| Document text |
+---+

EC-I've been playing in bands since I was 12 or 13 with a few years off to clean toilets in Antarctica and run a hostel in New Zealand. I grew up on bands like Unwound, Fugazi, Sonic Youth, and heavier things like Botch and Converge. In college I was obsessed with a lot of the Midwest touch and go/amrep scene, especially Shellac, Slint, Jesus Lizard, Dazzling Killman, and the Melvins.
CMM-How did Cushing get together and was there a specific mindset or direction you all set out to go in before you started writing your first songs?
RL-Initially Serge and I were just jamming on stuff that he had already started on. Then we got Sean Hadley involved and it just started to head toward a sound that evoked some of those 90's influences with a little bit of kraut rock thrown in. At least that's what i remember.
SV-Right. When Ric and I started playing I think it could have gone in a few different directions depending on who else came on board. Initially, I had no intention of singing…a different singer could have pulled us one way or the other. I think Sean came on board and I started signing around the same time and it just evolved naturally from there. And Evan fit in great after Sean left. We have a lot of common influences and we all get along really well.
CMM-I've read the name of the band is a tribute to actor Peter Cushing as well as an island of the same name off the Portland coast. What drew you all to the word Cushing. Also assuming you guys are big Star Wars fans what did you all think of the CGI recreation of Peter Cushing as Grand Moff Tarken in Rouge One?
SV-I was drawn to the word because it had different meanings and it links us to Maine. And for me, I always associate Peter Cushing with the old Hammer movies more than Star Wars. His roles as Victor Frankenstein and Van Helsing are fantastic. Curse of Frankenstein, Horror of Dracula, Brides of Dracula etc. There are so many, great stuff.
EC-Total garbage. Rogue One had so much potential but fell flat for me. CGI has never done it for me, not to sound like a pretentious ass, but once you see a movie like Lawrence of Arabia it makes it incredibly difficult to appreciate anything CGI. As with everything, analog is always preferable.
RL-Unlike Evan I thought they did a good job. Peter Cushing is dead. How else can you put him in a movie that starts pre A New Hope?
SV-I enjoyed it but my expectations weren't all that high. I was entertained. But CGI Peter Cushing did make me cringe a bit. A little more restraint with the CGI would have been better. And I'm sure this will open the flood gates for deceased actors making all sorts of appearances. How long before we get some high quality CGI celebrity porn?

+---+

| Parts of the exercise |
a) In the interview, where did EC say they spent a few years cleaning toilets?
b) Please rewrite the interview from "EC-I've been playing" down to "what i remember.", renaming "kraut rock" to "krautrock".
The entries are unrelated to the interview.

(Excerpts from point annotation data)
+---+

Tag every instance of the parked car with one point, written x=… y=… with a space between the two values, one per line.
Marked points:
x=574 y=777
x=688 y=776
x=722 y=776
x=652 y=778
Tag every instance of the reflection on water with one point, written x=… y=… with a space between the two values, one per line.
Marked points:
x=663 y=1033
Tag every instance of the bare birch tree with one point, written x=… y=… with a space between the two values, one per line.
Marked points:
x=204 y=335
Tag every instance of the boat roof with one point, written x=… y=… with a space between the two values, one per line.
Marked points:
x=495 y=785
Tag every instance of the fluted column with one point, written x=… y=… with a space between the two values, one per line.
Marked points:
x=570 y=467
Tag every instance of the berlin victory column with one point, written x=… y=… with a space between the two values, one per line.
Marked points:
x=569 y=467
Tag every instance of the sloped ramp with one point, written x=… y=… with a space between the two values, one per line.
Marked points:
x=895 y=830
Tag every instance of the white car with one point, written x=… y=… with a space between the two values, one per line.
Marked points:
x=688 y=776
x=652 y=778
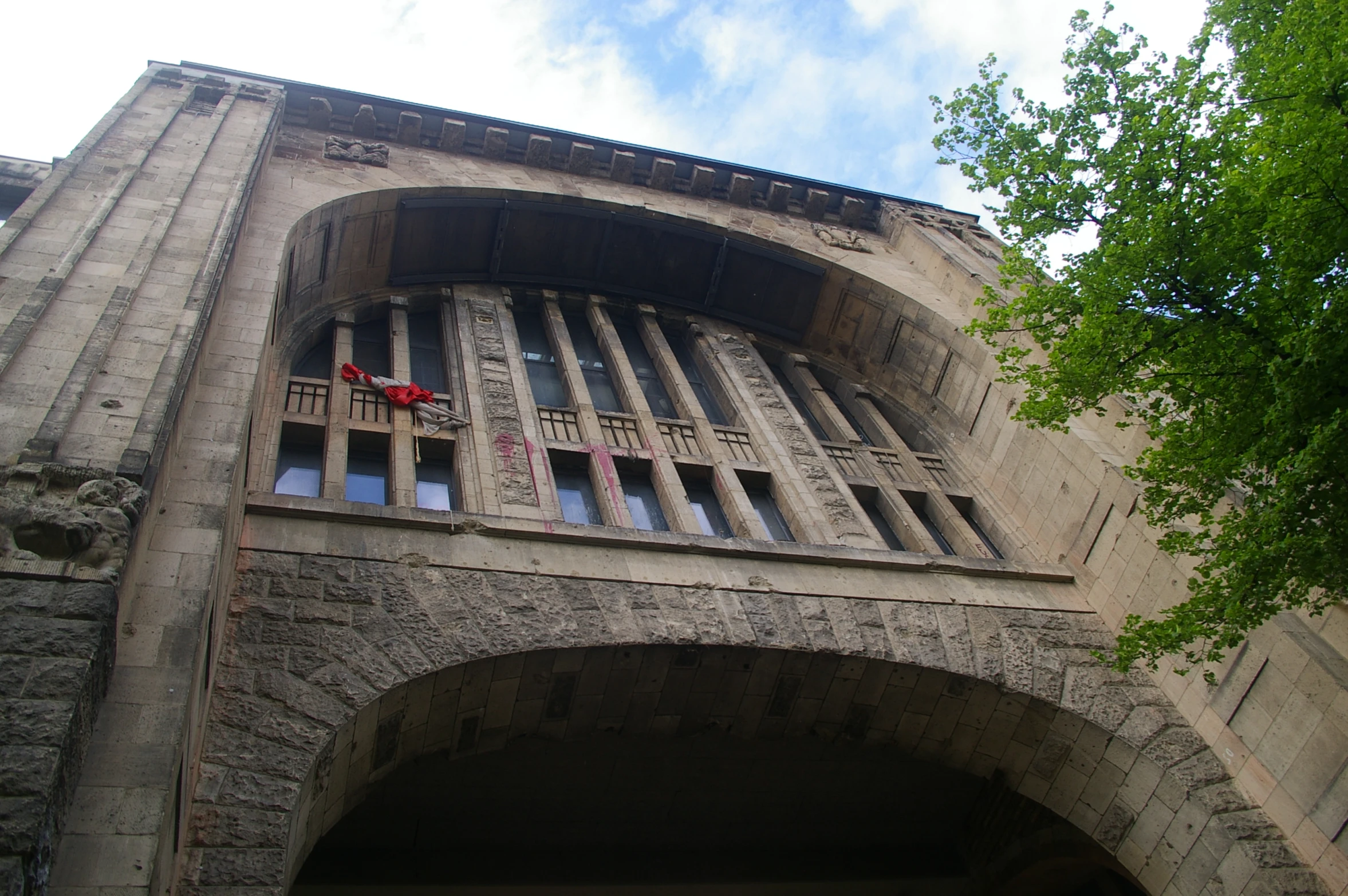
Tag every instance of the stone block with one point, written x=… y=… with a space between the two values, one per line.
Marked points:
x=580 y=158
x=539 y=153
x=363 y=123
x=662 y=174
x=452 y=134
x=621 y=170
x=409 y=128
x=495 y=143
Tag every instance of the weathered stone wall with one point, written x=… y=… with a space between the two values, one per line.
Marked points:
x=56 y=658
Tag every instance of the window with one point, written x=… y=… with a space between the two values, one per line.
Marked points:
x=657 y=397
x=708 y=511
x=920 y=508
x=597 y=380
x=642 y=503
x=367 y=468
x=545 y=382
x=299 y=464
x=436 y=475
x=770 y=516
x=847 y=416
x=800 y=405
x=316 y=363
x=711 y=407
x=370 y=348
x=577 y=496
x=882 y=524
x=967 y=512
x=428 y=360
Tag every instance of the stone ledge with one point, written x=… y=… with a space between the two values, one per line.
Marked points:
x=455 y=522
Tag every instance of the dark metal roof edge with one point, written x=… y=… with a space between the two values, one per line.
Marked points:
x=565 y=135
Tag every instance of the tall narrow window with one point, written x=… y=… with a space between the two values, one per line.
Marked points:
x=882 y=526
x=370 y=346
x=657 y=397
x=597 y=380
x=543 y=378
x=770 y=516
x=576 y=495
x=642 y=503
x=428 y=360
x=299 y=464
x=847 y=414
x=708 y=511
x=967 y=512
x=920 y=508
x=316 y=363
x=800 y=405
x=711 y=407
x=367 y=469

+---+

| Answers for the tasks |
a) Antarctica

b)
EC-I've been playing in bands since I was 12 or 13 with a few years off to clean toilets in Antarctica and run a hostel in New Zealand. I grew up on bands like Unwound, Fugazi, Sonic Youth, and heavier things like Botch and Converge. In college I was obsessed with a lot of the Midwest touch and go/amrep scene, especially Shellac, Slint, Jesus Lizard, Dazzling Killman, and the Melvins.
CMM-How did Cushing get together and was there a specific mindset or direction you all set out to go in before you started writing your first songs?
RL-Initially Serge and I were just jamming on stuff that he had already started on. Then we got Sean Hadley involved and it just started to head toward a sound that evoked some of those 90's influences with a little bit of krautrock thrown in. At least that's what i remember.